WHAT IS BEING ASKED — Retype the data exactly, leaving nothing out.

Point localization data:
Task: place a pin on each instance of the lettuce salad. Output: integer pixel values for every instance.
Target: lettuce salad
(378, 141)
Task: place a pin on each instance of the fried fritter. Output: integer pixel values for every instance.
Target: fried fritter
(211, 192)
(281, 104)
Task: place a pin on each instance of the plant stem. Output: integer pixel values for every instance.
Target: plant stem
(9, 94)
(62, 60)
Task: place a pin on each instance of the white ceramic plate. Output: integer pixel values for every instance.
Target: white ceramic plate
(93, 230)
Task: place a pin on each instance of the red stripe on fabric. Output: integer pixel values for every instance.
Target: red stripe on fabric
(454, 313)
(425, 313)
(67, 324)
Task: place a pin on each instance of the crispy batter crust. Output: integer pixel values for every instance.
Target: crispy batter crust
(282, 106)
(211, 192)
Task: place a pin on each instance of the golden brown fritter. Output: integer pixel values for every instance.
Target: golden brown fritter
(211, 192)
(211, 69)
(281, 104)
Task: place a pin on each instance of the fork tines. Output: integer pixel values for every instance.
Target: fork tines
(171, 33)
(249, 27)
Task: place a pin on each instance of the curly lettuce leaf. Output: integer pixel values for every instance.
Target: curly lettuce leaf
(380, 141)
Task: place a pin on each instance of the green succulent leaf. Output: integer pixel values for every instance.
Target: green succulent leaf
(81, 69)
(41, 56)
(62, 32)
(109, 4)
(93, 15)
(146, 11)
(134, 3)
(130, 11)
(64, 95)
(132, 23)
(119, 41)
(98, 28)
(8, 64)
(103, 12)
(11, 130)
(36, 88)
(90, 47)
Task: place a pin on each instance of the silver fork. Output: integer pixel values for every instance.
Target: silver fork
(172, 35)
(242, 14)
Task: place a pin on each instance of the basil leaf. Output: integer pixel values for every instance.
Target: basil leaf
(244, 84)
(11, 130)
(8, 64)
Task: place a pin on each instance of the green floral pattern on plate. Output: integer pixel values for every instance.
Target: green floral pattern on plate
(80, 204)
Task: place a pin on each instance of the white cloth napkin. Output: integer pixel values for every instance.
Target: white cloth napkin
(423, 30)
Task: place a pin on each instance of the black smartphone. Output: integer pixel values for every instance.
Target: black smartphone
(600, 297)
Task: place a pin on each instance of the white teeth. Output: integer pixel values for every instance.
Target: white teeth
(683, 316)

OUTPUT —
Task: place a pin on each instance of the lettuce salad. Output: integer pixel values for every instance.
Target: lettuce salad
(378, 141)
Task: place a pin on each instance of the fried fritter. Output: integer pixel values for every instance.
Target: fried fritter
(211, 192)
(281, 104)
Task: place a pin on each instance of the plant stem. Output: integer pixel values for every instance.
Target: plant stem
(9, 94)
(62, 60)
Task: place a pin on each instance of the white ceramic plate. Output: integer pixel values for every instance.
Target: white ceramic plate
(93, 230)
Task: place a pin on each instance of the red stripe on fabric. Output: integer pixel values for every instance.
Target: red stripe on fabric
(454, 313)
(425, 313)
(67, 324)
Task: place a pin on each instance of the crispy batter crust. Output: integer pixel values for every instance.
Target: crispy batter crust
(282, 106)
(211, 192)
Task: place a pin on each instance of the golden brown fritter. Output: integer pixel values for every instance.
Target: golden brown fritter
(211, 192)
(211, 69)
(281, 104)
Task: place a pin on each instance of the fork tines. Output: integer pixel values for every instance.
Target: fork tines
(171, 33)
(249, 27)
Task: place a pin on each instance of the curly lettuce leaf. Output: integer pixel values for every instance.
Target: curly lettuce leaf
(380, 141)
Task: place a pin on each instance of the green succulent leaf. Output: integer pixel values for every instance.
Target: green succulent leaf
(81, 69)
(41, 56)
(62, 32)
(109, 4)
(93, 15)
(146, 11)
(134, 3)
(130, 11)
(64, 95)
(132, 23)
(119, 41)
(98, 28)
(8, 64)
(103, 12)
(11, 130)
(36, 88)
(90, 47)
Task: place a pin on each instance of the silver fork. Output: integer pixel values for every instance.
Target: silver fork
(172, 35)
(242, 14)
Task: place a pin on each instance of the basil leaf. Output: integer pixel values for every instance.
Target: basil leaf
(244, 84)
(11, 130)
(8, 64)
Task: place a pin on each instance of the green floral pattern on plate. Output: integer pixel values for every instance.
Target: green floral pattern on plate
(80, 204)
Task: place a pin on each instance of the white cloth napkin. Output: integer pixel values for every instance.
Target: white cloth napkin
(423, 30)
Task: place a pin on each instance of the black smartphone. Output: integer pixel values for every instance.
Target: black smartphone
(600, 297)
Task: place a pin on each instance of the white teeth. Output: integer pixel values for every instance.
Target: white teeth
(683, 316)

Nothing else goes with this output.